CHALLENGE:
Reproduce only the part of the data below that opens with the line containing "Task: Where can the blue sky" and closes with the line containing "x=120, y=104", replacing "chrome faucet" with "brass faucet" and keeping everything else unchanged.

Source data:

"""

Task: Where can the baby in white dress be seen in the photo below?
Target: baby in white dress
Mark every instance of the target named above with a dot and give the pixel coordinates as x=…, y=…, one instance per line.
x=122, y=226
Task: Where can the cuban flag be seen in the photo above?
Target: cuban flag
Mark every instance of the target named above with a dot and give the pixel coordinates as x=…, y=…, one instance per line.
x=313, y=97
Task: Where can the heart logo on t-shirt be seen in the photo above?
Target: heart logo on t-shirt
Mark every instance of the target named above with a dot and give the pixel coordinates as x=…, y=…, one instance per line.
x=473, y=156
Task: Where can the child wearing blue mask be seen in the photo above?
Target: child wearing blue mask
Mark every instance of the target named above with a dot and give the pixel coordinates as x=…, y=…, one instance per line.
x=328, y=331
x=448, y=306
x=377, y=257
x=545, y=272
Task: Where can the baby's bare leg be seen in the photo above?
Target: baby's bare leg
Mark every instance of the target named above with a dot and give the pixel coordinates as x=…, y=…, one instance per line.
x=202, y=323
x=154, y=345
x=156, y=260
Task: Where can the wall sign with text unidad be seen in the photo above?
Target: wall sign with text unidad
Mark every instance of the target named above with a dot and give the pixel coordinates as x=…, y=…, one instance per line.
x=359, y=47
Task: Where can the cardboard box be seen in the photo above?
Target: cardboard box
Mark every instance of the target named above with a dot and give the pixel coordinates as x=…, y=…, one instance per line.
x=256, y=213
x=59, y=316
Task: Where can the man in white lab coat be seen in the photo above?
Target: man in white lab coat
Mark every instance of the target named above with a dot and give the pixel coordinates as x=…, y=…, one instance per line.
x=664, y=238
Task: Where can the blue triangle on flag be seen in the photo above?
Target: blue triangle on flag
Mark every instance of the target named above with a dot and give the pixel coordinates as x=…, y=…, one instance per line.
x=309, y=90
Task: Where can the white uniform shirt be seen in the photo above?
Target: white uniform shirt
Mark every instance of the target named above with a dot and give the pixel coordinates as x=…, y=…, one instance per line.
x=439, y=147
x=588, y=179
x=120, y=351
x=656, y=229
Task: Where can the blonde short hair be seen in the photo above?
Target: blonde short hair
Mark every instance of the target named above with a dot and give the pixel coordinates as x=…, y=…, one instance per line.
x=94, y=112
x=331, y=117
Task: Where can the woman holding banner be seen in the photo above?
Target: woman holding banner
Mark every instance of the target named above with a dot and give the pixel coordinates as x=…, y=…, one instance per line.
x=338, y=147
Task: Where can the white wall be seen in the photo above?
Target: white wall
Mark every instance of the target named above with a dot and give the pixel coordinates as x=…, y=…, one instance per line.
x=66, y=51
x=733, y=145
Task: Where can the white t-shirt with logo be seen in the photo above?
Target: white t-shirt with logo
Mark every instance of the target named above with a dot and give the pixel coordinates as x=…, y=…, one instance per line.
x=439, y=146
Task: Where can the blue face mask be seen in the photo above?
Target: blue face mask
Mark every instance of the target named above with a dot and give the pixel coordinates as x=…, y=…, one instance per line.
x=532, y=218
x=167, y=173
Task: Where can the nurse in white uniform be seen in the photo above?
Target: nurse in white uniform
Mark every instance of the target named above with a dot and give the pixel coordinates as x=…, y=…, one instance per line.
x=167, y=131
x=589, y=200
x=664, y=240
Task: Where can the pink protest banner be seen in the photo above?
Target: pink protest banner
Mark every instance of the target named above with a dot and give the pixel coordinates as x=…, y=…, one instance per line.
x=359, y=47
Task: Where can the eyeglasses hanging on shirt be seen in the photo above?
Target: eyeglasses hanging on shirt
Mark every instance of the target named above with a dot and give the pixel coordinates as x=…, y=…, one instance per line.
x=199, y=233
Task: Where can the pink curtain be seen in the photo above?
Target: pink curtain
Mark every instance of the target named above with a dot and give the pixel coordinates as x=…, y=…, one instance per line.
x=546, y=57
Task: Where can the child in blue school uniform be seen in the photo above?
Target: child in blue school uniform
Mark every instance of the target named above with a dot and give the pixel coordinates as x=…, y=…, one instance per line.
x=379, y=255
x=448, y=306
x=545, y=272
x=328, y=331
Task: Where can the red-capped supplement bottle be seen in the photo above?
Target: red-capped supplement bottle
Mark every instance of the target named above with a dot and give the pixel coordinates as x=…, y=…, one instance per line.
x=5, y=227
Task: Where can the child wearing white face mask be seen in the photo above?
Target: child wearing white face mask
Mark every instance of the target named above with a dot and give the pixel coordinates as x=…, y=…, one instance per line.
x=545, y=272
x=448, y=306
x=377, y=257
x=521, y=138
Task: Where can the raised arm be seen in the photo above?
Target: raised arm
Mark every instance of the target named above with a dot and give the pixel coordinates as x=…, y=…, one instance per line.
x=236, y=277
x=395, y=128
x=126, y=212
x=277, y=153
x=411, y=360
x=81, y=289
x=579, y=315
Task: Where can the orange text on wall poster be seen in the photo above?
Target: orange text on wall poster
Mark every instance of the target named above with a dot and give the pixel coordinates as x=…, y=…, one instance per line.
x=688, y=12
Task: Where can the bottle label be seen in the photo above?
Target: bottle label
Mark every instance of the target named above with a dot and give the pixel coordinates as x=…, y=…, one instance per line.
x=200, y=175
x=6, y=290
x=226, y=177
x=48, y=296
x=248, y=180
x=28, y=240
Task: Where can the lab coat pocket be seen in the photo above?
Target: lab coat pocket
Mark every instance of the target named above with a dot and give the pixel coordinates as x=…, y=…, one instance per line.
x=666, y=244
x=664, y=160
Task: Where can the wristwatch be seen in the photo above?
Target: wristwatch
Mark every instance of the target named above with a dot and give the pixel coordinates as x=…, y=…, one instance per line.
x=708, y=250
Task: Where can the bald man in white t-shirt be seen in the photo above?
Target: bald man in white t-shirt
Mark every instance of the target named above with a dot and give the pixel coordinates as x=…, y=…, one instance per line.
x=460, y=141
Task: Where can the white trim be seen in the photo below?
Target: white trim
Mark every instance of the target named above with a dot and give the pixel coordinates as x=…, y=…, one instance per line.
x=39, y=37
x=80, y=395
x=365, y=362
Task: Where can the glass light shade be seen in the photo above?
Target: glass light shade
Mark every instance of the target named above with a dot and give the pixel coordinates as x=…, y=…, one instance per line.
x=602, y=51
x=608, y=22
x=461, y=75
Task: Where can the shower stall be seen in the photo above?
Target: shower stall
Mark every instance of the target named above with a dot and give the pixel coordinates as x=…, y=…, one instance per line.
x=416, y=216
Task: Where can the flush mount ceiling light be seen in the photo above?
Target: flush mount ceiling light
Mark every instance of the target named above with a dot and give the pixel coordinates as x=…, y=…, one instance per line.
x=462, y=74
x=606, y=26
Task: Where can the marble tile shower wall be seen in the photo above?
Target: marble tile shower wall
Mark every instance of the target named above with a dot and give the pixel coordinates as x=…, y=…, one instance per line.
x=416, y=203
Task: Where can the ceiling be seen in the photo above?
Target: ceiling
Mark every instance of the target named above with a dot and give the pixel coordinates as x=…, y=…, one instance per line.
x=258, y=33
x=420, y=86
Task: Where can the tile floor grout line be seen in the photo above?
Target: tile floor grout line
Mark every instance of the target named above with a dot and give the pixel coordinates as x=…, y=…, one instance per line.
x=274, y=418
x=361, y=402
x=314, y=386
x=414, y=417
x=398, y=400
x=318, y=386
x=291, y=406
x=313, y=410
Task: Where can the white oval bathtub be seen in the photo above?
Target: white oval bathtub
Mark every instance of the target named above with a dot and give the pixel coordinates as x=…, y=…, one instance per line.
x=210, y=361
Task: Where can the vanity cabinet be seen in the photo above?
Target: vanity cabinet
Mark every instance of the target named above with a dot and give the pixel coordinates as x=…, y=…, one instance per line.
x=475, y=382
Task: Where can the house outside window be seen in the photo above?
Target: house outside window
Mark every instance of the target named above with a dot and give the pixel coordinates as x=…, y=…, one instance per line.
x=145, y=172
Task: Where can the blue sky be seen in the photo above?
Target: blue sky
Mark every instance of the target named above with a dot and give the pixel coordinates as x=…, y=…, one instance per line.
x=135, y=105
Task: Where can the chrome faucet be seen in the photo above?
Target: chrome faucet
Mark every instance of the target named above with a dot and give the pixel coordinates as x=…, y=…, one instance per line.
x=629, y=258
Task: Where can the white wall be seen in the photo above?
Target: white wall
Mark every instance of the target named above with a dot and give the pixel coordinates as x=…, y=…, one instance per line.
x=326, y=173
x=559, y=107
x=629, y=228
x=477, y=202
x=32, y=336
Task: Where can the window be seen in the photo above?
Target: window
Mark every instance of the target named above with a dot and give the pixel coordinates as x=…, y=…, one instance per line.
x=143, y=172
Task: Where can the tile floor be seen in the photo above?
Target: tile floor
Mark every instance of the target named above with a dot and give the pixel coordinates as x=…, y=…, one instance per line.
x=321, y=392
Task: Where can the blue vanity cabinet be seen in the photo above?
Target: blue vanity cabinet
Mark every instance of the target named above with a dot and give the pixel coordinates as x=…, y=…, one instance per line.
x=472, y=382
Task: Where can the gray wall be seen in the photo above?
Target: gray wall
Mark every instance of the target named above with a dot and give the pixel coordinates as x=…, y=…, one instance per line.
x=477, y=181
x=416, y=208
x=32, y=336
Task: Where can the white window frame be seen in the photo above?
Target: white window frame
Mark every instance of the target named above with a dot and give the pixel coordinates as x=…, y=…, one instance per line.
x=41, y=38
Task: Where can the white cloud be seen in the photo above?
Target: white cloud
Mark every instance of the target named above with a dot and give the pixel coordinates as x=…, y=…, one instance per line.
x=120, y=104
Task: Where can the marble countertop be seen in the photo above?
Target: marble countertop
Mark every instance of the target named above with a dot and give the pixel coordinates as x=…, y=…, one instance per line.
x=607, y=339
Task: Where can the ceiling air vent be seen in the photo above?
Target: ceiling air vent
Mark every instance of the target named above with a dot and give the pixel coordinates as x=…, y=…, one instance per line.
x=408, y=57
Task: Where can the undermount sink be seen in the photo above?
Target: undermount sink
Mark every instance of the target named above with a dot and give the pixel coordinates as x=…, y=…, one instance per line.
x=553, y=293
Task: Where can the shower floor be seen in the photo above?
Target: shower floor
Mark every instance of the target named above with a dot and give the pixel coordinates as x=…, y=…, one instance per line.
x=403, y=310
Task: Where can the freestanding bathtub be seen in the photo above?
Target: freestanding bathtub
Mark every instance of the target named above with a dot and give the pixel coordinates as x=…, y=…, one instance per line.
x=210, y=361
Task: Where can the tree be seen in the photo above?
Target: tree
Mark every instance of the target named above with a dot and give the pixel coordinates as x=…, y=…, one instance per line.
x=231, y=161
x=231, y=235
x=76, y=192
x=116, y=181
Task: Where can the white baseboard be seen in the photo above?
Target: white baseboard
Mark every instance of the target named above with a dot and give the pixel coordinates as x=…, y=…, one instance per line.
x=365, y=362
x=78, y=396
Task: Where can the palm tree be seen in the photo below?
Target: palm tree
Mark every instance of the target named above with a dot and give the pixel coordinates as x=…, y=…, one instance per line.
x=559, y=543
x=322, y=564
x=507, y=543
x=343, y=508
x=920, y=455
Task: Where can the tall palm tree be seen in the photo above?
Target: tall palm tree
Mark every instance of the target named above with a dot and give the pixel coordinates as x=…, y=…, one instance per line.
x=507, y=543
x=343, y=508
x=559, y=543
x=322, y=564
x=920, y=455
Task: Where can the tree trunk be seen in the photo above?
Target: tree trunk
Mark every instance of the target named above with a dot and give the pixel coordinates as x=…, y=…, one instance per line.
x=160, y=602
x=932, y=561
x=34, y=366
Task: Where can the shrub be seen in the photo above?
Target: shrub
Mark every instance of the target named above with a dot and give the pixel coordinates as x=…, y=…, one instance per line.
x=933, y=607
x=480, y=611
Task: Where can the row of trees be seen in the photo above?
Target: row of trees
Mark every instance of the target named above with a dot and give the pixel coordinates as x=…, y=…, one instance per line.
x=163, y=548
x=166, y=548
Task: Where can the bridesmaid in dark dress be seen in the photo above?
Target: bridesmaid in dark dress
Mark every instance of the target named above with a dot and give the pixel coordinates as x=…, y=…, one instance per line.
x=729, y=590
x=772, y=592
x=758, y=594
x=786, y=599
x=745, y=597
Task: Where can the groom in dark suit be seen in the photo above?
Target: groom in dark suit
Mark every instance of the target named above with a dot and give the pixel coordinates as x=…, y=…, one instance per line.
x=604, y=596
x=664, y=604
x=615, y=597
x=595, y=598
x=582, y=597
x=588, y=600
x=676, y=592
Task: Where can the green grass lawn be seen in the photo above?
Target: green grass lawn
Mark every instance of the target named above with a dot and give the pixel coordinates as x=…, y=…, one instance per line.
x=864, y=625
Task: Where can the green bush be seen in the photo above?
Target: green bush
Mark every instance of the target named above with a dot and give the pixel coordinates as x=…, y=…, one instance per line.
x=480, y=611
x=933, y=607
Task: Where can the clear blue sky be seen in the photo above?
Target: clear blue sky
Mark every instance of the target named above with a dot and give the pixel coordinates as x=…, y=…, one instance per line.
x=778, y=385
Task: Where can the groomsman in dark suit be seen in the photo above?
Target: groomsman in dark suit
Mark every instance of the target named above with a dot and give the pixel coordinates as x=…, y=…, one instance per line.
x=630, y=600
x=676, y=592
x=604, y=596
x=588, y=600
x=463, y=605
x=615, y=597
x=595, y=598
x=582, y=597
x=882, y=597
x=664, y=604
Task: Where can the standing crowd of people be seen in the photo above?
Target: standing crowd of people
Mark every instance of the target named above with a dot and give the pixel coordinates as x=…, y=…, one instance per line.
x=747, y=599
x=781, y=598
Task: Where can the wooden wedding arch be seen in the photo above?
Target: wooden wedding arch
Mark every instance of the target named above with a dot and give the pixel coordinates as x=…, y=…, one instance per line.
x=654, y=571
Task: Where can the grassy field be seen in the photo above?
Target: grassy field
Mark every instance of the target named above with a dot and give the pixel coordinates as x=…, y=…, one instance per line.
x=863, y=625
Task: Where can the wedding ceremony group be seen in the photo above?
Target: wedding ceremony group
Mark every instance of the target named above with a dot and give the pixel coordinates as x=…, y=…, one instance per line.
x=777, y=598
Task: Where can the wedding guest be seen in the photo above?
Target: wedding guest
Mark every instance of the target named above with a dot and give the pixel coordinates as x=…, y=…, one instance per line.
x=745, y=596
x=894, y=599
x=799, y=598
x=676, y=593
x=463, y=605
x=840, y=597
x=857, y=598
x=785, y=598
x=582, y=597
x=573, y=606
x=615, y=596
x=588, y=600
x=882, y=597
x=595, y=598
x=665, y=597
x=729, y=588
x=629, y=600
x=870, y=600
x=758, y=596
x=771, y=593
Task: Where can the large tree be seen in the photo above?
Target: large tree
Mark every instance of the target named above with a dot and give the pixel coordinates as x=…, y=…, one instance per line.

"""

CORRECT OUTPUT:
Task: Where can the blue sky be seen in the photo above?
Target: blue sky
Mark every instance of the target named above with a dot and give the pixel coordinates as x=…, y=…, one instance per line.
x=135, y=105
Task: Where can the brass faucet be seen in the photo above?
Target: brass faucet
Mark every instance of the target named above with a dot and give the pixel coordinates as x=…, y=…, one instance per line.
x=629, y=258
Task: Where can the white wall be seen in the photo above?
Target: white wall
Mark every instance of the target named above with a dot and give the pixel coordinates as x=…, y=…, one instance per line.
x=326, y=173
x=559, y=107
x=629, y=228
x=477, y=202
x=32, y=336
Task: Where can the window be seen in the photo above?
Target: window
Mark every instance of the target named above with a dot and give the pixel coordinates as x=…, y=…, one instance per line.
x=143, y=172
Task: Where can the tile floor be seen in the photo above?
Target: tile floor
Mark every instance of the target named above with a dot and give the pixel coordinates as x=…, y=…, one instance per line.
x=321, y=392
Task: Where can the blue vanity cabinet be seen in the photo above?
Target: blue vanity cabinet
Mark every instance of the target named above with a dot and give the pixel coordinates as x=…, y=…, one instance per line.
x=472, y=382
Task: Where can the gray wall be seen in the photo above?
Target: gray wall
Mark every instance of the target named above with a dot and give the pixel coordinates as x=…, y=…, one instance per line.
x=477, y=181
x=416, y=208
x=32, y=336
Task: Where can the white window frame be seen in the photo above?
Target: white window frame
Mark every instance of the target named above with a dot and give the pixel coordinates as x=…, y=…, one instance per line.
x=41, y=38
Task: Where can the white cloud be seen in the photo above?
Target: white cloud
Mark every instance of the target named above with a dot and give the pixel coordinates as x=…, y=…, one instance per line.
x=120, y=104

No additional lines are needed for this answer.